Start of Input rows

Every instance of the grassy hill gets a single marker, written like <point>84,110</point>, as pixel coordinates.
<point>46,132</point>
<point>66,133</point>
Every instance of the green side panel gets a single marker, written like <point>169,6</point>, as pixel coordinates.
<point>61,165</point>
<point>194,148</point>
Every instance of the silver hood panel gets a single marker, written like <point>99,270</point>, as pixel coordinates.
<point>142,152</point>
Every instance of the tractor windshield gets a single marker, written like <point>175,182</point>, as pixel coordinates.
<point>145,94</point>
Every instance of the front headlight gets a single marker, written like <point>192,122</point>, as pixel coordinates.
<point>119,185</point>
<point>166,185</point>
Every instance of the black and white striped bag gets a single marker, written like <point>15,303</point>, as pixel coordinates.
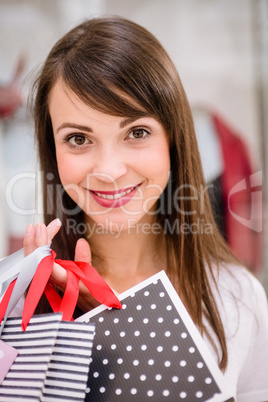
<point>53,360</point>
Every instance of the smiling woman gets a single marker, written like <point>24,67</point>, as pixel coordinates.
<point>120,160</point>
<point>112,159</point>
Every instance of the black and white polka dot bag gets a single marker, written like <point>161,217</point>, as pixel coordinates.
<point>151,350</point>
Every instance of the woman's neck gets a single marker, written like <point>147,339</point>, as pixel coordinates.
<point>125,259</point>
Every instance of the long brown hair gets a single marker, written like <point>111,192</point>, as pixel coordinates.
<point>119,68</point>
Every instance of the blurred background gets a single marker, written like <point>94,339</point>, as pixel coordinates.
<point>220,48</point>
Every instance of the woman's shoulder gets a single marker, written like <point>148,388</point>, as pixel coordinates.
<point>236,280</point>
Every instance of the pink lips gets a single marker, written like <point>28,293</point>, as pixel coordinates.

End of Input rows

» **Given exercise**:
Please rewrite everything in the data from the line containing "Every instance of the smiling" down to the line containing "<point>220,48</point>", both lines included, rescaling every answer coordinate by 0.9 and rounding to whole numbers with halves rounded up. Reproduce the requests unchanged, keeping the numbers in their sample markers as they are.

» **The answer**:
Every instance of the smiling woman gets a single marker, written like <point>24,67</point>, as pixel coordinates.
<point>108,144</point>
<point>101,143</point>
Every instance of the black and white polka dot bag gets a single marker, written like <point>161,217</point>, as pixel coordinates.
<point>136,315</point>
Every instance of the woman's neck gets a single marker, written like <point>147,339</point>, as pixel coordinates.
<point>113,233</point>
Every instance of the long brown hair gets a single marker, written like <point>111,192</point>, as pixel coordinates.
<point>107,61</point>
Every instance of the blurred background gets a single marker, written like <point>94,339</point>, as pixel coordinates.
<point>198,43</point>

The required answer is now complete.